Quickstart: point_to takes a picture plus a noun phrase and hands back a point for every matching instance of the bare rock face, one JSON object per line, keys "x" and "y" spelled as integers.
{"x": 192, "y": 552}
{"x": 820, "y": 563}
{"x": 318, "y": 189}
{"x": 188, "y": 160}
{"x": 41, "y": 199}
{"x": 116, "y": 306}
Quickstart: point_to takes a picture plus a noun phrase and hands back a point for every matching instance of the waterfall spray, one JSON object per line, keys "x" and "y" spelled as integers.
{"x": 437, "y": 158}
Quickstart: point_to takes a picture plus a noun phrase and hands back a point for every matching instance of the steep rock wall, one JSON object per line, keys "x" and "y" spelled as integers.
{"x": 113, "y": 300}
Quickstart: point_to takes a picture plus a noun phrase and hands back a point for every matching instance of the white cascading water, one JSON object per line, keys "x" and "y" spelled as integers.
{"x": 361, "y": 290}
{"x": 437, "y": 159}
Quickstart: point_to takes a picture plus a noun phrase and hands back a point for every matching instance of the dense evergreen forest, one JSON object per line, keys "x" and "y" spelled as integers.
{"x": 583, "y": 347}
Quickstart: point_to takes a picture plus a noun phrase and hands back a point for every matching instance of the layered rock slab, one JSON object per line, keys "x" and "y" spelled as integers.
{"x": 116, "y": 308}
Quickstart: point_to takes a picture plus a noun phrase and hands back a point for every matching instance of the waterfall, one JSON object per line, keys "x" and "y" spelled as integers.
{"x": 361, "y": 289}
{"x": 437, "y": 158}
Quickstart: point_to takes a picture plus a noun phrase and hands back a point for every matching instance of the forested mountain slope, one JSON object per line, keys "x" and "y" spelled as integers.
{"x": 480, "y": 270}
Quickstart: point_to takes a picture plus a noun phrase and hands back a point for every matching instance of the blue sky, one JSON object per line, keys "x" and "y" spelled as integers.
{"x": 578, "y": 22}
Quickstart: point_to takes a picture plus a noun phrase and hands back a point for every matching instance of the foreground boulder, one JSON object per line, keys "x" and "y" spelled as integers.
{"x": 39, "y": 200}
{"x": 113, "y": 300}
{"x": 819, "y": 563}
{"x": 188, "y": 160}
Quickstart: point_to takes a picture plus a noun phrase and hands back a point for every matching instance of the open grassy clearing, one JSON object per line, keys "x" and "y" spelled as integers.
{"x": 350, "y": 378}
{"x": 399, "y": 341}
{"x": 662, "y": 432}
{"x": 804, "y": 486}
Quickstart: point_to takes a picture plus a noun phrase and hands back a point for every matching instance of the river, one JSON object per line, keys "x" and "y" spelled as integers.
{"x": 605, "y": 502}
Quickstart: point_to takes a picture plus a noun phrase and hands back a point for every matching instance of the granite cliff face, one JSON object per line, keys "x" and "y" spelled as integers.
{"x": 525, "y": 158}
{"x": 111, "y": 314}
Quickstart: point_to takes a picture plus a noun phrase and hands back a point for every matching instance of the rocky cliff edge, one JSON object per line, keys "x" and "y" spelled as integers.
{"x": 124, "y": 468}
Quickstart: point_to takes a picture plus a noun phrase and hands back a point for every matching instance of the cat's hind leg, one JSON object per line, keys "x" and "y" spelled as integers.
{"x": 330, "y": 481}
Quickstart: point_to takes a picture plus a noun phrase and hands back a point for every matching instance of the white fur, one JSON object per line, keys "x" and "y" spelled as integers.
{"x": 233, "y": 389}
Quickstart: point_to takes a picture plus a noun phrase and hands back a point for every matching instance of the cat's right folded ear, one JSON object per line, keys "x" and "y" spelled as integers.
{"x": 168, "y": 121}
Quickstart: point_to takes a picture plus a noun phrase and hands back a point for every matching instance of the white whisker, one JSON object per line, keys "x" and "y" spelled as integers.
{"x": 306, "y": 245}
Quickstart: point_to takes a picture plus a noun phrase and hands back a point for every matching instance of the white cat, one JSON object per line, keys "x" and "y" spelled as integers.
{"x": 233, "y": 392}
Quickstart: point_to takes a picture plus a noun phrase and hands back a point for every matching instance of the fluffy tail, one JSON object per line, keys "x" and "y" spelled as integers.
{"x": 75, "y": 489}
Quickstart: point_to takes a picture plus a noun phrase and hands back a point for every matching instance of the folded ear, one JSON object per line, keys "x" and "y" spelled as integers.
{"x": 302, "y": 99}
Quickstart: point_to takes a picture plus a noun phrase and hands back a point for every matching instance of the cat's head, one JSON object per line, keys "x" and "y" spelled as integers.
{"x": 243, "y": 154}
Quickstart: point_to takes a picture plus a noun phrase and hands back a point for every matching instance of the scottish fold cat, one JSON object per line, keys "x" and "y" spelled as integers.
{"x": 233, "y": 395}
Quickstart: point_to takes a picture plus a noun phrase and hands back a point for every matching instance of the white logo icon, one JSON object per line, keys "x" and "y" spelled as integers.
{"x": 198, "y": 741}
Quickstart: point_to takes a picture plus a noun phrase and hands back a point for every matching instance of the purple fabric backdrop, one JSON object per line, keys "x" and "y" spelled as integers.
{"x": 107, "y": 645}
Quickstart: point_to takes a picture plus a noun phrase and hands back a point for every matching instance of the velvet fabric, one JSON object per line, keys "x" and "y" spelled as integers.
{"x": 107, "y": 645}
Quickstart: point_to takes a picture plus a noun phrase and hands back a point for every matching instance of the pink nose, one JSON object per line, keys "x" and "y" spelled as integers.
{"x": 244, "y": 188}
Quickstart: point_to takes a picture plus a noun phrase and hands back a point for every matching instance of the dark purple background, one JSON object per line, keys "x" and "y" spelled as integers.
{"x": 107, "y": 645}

====

DIRECTIONS :: The material should be transcribed in full, character for character.

EXERCISE ANSWER ::
Quickstart: point_to takes a picture plus a noun phrase and hands back a point for every matching instance of the bare rock face, one JSON object per line, keys "x" and "y" spelled as integers.
{"x": 192, "y": 552}
{"x": 820, "y": 563}
{"x": 318, "y": 189}
{"x": 188, "y": 160}
{"x": 41, "y": 199}
{"x": 116, "y": 306}
Quickstart: point_to takes a picture plus a noun phrase and hands back a point for every matching instance of the waterfall spray, one JSON object per line, keys "x" and "y" spelled as integers.
{"x": 437, "y": 158}
Quickstart: point_to takes a picture plus a noun phrase and hands back a point for every matching instance of the steep rock wall, one JSON object per line, keys "x" and "y" spelled as integers.
{"x": 113, "y": 300}
Quickstart: point_to takes a picture plus a noun phrase and hands back a point for every matching instance of the white cascading water, one JSON object per line, keys "x" and "y" spelled as integers.
{"x": 361, "y": 290}
{"x": 437, "y": 159}
Quickstart: point_to takes a picture plus a noun phrase and hands back a point for every matching instance of the dense evergreen forest, one JSON object per line, keys "x" and "y" spelled as integers.
{"x": 583, "y": 347}
Quickstart: point_to takes a picture plus a noun phrase and hands back a point for every matching instance of the layered rock slab, one JSON object per line, keys "x" and "y" spelled as integers.
{"x": 116, "y": 308}
Quickstart: point_to takes a picture plus a noun phrase and hands back a point for every matching instance of the waterfall, one JSON object per line, keys "x" and "y" spelled as integers.
{"x": 361, "y": 289}
{"x": 437, "y": 158}
Quickstart: point_to takes a picture plus a noun phrase and hands back a point for every matching instance of the forested mountain slope, one JSON object per line, keys "x" and "y" spelled as integers.
{"x": 480, "y": 270}
Quickstart: point_to takes a picture plus a noun phrase and hands back a point for every matching instance of the blue sky, one JSON object per line, keys "x" and "y" spelled as integers.
{"x": 578, "y": 22}
Quickstart: point_to takes a picture plus a noun phrase and hands back a point for every matching instance of the foreground boulder, one JSON object per line, keys "x" and "y" spelled as integers.
{"x": 39, "y": 200}
{"x": 113, "y": 300}
{"x": 819, "y": 563}
{"x": 188, "y": 160}
Quickstart: point_to takes a picture plus a noun phrase and hands back a point for every matching instance of the open grassy clearing, one JSON object per line, keys "x" and "y" spelled as integers.
{"x": 350, "y": 378}
{"x": 399, "y": 341}
{"x": 662, "y": 432}
{"x": 804, "y": 486}
Quickstart: point_to takes a picture plus a noun phrase and hands back a point for every matching instance of the river, one JSON object per line, keys "x" and "y" spelled as integers.
{"x": 605, "y": 502}
Quickstart: point_to takes a picture plus a noun phrase and hands back a point for every matching instance of the granite cliff face, one JSON object per line, keys "x" and "y" spelled as integers.
{"x": 525, "y": 158}
{"x": 111, "y": 314}
Quickstart: point_to takes a picture plus a noun phrase and hands back a point for every matching instance of the rocky cliff edge, one JSON object per line, keys "x" and "y" spelled as integers.
{"x": 124, "y": 468}
Quickstart: point_to takes a picture plus a noun phrase and hands back a point for every matching instance of the cat's hind leg, one JSON object per line, keys "x" and "y" spelled as integers.
{"x": 330, "y": 481}
Quickstart: point_to takes a picture plus a noun phrase and hands back a point for every matching instance of the white fur, one JSON object per line, keys "x" and "y" spelled as integers.
{"x": 233, "y": 389}
Quickstart: point_to takes a picture plus a noun phrase and hands back a point for every matching instance of the cat's right folded ear, one JSON object per line, keys "x" and "y" spelled as integers.
{"x": 168, "y": 121}
Quickstart: point_to takes a picture plus a noun phrase and hands back a point for every matching instance of the white whisker, one JSON object per line, keys "x" and "y" spelled as integers.
{"x": 306, "y": 245}
Quickstart: point_to takes a picture plus a noun phrase and hands back a point for every matching instance of the white cat, one JSON object per line, keys "x" and "y" spelled as integers.
{"x": 233, "y": 392}
Quickstart: point_to takes a picture plus a noun phrase and hands back a point for every matching instance of the fluffy tail, one JSON object per line, keys "x" and "y" spelled as integers.
{"x": 75, "y": 489}
Quickstart: point_to takes a picture plus a noun phrase and hands back a point for every matching instance of the folded ear, one JSON object per line, keys "x" and "y" spelled as integers.
{"x": 302, "y": 99}
Quickstart: point_to takes a picture plus a noun phrase and hands back a point for every matching instance of the cat's head, one JSON object per line, keys "x" and "y" spelled as integers.
{"x": 243, "y": 154}
Quickstart: point_to takes a picture plus a noun phrase and hands back a point for every matching instance of the scottish fold cat, one JSON object per line, keys "x" and "y" spelled as integers.
{"x": 233, "y": 395}
Quickstart: point_to takes a picture plus a noun phrase and hands back a point for every matching instance of the white logo icon, one JSON object per line, keys "x" and "y" spelled as integers.
{"x": 198, "y": 741}
Quickstart: point_to takes a picture plus a noun phrase and hands back a point for every matching instance of the purple fabric backdrop, one JSON object per line, keys "x" and "y" spelled as integers.
{"x": 107, "y": 645}
Quickstart: point_to takes a picture plus a noun phrase and hands back a point for every matching instance of the velvet fabric, one JSON object per line, keys "x" and "y" spelled as integers.
{"x": 107, "y": 645}
Quickstart: point_to takes a picture plus a noun phrase and hands back a point for every matching instance of the pink nose, one JSON object per line, keys "x" and "y" spelled as integers.
{"x": 244, "y": 188}
Quickstart: point_to takes a picture plus a noun phrase and hands back a point for every matching instance of the dark purple background, one JSON object per line, keys "x" and "y" spelled as integers.
{"x": 107, "y": 645}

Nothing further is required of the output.